> TASKS FOR THIS EXERCISE:
1 - Answer these questions using the gaming discussion:
(a) How many times was Assassin's Creed Odyssey played by the commenter who names Kassandra as a favorite character, and for roughly how many hours?
(b) What was done to toxic players before, in the comment contrasting older practice with modern games?
(c) What signature item did Odyssey lack until the DLC?
2 - Can you return the part of the gaming discussion between "I get a lot less annoyed at" and "have to talk.", inclusive, copied word for word?

I prefer modern toxic over 2008-era XBL lobbies though.
Maybe that’s just me. But I get a lot less annoyed by a “GG ez” than I do by an 8-year-old shouting seven consecutive minutes of racial slurs into his mic at the top of his lungs.
I get a lot less annoyed at the opposite, I sorta like hearing all that, its really funny to see, as its both super stupid, and also a telltale sign that theyre actually mad. I usually have a good laugh at/with the guys who do it.
“gg ez” only means they are either trolling, or just plain thought it was a nice easy game. no fun laughs or anything, just boring “oh I’m so good zomg” stuff. I get annoyed not due to the “they thought it was easy” but just because its such low effort that you couldn’t spend more than half a second typing a message to talk to the other team. put some more effort into communication for crying out loud. its not hard, you literally just have to talk.
Before when someone was toxic we would just permaban them from our servers, but modern games don't want to lose customers so people that say slurs just get a slap on the wrist.
Assassin’s Creed Odyssey apparently, according to reddit a few years ago, was looked at as being shitty I guess? Not the best one?
It’s the only one I played, and I played it 3 times with ~240 hours. Kassandra is my favorite character ever, in any video game. I loved the world, its beauty, the ships and sea, and shooting arrows through rocks as a demo god.
Odyssey was really good in a vacuum. Ive heard it described best as that it was a good action RPG set in Greece, but not a good Assassins Creed game. The main issue being that stealth was usually a huge focus in previous titles, but this one seemed to favor general combat and didnt even have the signature wrist blade until the DLC. Also a bunch of the story seemed to return pieces of previous lore, some setup in just the previous game that came out a year prior. Overall though I did enjoy the game!

> INFORMATION GIVEN:
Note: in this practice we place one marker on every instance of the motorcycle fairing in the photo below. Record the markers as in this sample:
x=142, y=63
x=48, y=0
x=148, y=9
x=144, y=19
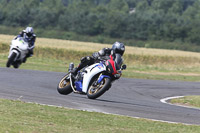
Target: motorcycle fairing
x=78, y=85
x=90, y=72
x=101, y=78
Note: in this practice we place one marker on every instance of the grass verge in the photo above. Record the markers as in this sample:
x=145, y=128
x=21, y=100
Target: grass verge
x=17, y=116
x=193, y=101
x=144, y=66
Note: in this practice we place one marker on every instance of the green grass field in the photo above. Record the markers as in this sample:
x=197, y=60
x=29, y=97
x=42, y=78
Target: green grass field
x=192, y=101
x=55, y=55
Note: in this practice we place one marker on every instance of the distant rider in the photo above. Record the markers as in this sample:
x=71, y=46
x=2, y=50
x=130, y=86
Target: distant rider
x=28, y=34
x=117, y=48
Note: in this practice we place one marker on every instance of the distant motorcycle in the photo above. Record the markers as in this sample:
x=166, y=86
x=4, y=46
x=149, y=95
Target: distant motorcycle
x=93, y=80
x=17, y=53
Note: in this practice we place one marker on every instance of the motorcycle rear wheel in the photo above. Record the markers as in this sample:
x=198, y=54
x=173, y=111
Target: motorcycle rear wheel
x=96, y=91
x=64, y=86
x=11, y=59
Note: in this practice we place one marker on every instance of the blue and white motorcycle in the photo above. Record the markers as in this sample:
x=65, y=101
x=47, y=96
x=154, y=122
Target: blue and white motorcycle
x=18, y=51
x=93, y=80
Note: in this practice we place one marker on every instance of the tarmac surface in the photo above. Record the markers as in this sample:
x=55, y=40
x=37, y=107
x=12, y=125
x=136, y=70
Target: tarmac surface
x=129, y=97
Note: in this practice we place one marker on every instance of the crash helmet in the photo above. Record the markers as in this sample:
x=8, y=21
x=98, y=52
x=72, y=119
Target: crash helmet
x=29, y=31
x=118, y=48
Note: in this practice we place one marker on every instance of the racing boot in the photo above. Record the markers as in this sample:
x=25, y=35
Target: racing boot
x=74, y=72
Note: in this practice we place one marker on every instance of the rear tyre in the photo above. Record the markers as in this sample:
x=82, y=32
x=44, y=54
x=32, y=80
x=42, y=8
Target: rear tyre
x=96, y=90
x=64, y=86
x=11, y=59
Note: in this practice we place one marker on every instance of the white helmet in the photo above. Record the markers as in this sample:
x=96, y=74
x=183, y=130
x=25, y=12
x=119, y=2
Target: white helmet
x=29, y=31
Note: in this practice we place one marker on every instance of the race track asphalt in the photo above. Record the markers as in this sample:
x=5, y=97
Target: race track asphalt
x=129, y=97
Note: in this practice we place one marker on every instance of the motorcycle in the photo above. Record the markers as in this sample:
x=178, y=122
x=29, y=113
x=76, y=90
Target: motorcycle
x=93, y=80
x=17, y=53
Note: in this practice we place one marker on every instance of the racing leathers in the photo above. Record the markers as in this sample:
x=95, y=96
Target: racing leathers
x=31, y=41
x=89, y=60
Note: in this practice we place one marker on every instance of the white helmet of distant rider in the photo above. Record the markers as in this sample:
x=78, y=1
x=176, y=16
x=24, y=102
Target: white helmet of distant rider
x=29, y=31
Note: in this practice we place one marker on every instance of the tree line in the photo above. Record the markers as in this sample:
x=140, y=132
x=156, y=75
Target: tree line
x=166, y=20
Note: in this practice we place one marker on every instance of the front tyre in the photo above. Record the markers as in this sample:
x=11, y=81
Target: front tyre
x=11, y=59
x=96, y=90
x=64, y=86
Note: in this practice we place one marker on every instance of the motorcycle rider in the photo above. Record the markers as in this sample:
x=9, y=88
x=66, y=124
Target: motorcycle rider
x=117, y=48
x=28, y=34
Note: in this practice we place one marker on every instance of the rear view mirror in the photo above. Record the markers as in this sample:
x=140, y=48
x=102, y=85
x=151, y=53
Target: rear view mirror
x=123, y=67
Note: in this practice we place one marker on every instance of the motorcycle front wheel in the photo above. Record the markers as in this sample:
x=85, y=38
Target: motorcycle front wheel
x=11, y=59
x=64, y=86
x=96, y=90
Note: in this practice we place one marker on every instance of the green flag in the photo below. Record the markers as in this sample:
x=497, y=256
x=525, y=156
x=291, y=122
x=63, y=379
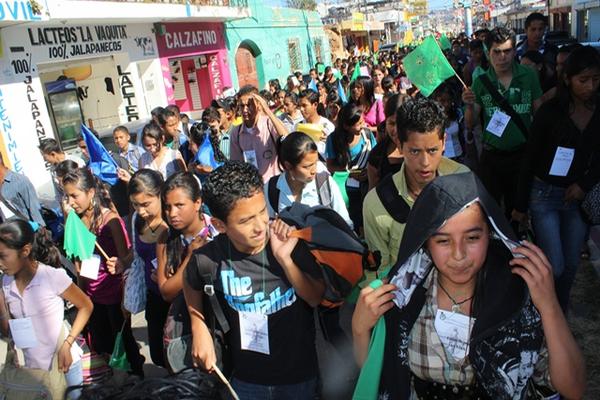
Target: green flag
x=79, y=241
x=445, y=43
x=427, y=67
x=367, y=386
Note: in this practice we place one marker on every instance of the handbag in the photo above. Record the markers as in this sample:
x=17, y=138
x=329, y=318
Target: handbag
x=134, y=292
x=118, y=358
x=591, y=204
x=21, y=383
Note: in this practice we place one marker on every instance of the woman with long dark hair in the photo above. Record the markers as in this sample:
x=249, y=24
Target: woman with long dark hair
x=146, y=227
x=348, y=149
x=362, y=93
x=29, y=260
x=468, y=312
x=90, y=200
x=562, y=163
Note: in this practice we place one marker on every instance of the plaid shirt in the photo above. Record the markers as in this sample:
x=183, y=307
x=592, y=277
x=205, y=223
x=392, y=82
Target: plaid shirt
x=429, y=361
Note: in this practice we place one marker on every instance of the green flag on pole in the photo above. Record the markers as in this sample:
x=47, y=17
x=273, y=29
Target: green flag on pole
x=356, y=72
x=367, y=386
x=445, y=43
x=79, y=241
x=427, y=67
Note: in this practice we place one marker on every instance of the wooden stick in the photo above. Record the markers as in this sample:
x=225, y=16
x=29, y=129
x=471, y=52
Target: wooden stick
x=226, y=382
x=455, y=73
x=101, y=250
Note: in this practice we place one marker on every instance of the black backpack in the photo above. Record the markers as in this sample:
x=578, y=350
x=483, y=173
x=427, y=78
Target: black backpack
x=177, y=337
x=394, y=204
x=323, y=190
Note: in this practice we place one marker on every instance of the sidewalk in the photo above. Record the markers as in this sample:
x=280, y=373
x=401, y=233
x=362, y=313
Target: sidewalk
x=138, y=325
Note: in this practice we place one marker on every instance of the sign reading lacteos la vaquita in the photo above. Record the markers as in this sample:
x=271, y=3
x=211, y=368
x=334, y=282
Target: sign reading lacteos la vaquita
x=65, y=42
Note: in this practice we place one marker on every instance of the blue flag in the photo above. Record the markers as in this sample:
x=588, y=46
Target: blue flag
x=101, y=162
x=341, y=92
x=206, y=154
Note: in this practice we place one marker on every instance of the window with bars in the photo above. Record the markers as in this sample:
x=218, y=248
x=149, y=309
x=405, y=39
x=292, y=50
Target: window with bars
x=295, y=54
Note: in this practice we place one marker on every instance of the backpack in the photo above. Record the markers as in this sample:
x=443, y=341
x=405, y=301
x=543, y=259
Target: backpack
x=394, y=204
x=341, y=255
x=323, y=190
x=177, y=336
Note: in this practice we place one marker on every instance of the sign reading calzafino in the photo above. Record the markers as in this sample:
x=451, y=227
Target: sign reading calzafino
x=73, y=41
x=190, y=38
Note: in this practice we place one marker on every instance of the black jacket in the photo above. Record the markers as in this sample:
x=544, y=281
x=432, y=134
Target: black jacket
x=507, y=335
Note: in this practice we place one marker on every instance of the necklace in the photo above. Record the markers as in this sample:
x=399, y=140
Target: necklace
x=455, y=305
x=153, y=231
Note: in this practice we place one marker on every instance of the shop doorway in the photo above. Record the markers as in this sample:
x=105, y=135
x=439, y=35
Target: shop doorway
x=245, y=65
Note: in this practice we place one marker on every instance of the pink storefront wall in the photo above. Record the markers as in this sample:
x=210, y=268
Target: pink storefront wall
x=182, y=40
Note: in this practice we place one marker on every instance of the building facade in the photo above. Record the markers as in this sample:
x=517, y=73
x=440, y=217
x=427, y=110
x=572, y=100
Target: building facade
x=75, y=62
x=273, y=44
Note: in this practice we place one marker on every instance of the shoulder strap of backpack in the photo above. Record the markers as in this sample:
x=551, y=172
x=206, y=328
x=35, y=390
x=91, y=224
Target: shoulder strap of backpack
x=393, y=203
x=209, y=277
x=504, y=104
x=323, y=188
x=273, y=193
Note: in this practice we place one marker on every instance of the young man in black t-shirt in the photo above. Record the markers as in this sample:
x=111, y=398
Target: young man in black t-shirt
x=266, y=295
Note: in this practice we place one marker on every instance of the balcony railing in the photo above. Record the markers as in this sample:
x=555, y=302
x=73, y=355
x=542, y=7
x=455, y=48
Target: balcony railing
x=215, y=3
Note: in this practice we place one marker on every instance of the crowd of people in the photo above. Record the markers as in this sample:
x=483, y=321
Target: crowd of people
x=443, y=188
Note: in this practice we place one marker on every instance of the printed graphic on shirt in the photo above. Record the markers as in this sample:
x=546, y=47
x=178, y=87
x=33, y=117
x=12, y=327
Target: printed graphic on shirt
x=242, y=293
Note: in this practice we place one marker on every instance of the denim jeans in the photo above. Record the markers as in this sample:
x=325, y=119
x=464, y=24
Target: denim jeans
x=74, y=377
x=560, y=232
x=300, y=391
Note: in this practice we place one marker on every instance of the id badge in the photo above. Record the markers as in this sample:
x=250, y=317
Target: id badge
x=22, y=333
x=254, y=332
x=90, y=267
x=498, y=123
x=562, y=161
x=250, y=157
x=454, y=330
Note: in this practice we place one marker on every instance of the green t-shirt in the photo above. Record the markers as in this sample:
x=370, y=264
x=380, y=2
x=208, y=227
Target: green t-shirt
x=523, y=91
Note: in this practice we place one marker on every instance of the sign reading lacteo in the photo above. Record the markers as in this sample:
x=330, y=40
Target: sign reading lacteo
x=181, y=38
x=65, y=42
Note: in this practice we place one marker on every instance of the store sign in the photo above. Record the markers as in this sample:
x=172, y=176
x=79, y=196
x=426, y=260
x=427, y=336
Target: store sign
x=128, y=93
x=190, y=38
x=19, y=11
x=67, y=42
x=26, y=47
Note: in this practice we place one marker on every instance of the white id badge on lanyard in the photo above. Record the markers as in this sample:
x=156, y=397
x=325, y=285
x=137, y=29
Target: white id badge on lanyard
x=254, y=332
x=21, y=330
x=498, y=123
x=453, y=330
x=90, y=267
x=250, y=157
x=562, y=161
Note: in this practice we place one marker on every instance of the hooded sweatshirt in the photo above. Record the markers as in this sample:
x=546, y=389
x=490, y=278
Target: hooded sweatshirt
x=507, y=334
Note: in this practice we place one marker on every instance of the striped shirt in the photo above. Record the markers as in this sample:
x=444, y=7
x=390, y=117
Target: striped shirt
x=428, y=359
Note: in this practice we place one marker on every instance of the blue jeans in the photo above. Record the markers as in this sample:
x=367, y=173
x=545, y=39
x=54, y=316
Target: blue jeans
x=300, y=391
x=560, y=232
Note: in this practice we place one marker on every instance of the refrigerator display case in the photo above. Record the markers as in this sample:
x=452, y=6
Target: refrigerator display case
x=65, y=109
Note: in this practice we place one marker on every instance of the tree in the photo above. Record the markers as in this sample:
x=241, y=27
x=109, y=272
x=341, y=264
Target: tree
x=309, y=5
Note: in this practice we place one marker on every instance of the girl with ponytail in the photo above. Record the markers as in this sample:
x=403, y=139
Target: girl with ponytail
x=88, y=198
x=33, y=288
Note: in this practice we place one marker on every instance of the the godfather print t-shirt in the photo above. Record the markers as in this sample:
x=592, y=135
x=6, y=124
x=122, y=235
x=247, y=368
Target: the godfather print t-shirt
x=258, y=284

> ANSWERS GIVEN:
1 -
(a) Three times, with about 240 hours.
(b) They were permabanned from the servers.
(c) The wrist blade.

2 -
I get a lot less annoyed at the opposite, I sorta like hearing all that, its really funny to see, as its both super stupid, and also a telltale sign that theyre actually mad. I usually have a good laugh at/with the guys who do it.
“gg ez” only means they are either trolling, or just plain thought it was a nice easy game. no fun laughs or anything, just boring “oh I’m so good zomg” stuff. I get annoyed not due to the “they thought it was easy” but just because its such low effort that you couldn’t spend more than half a second typing a message to talk to the other team. put some more effort into communication for crying out loud. its not hard, you literally just have to talk.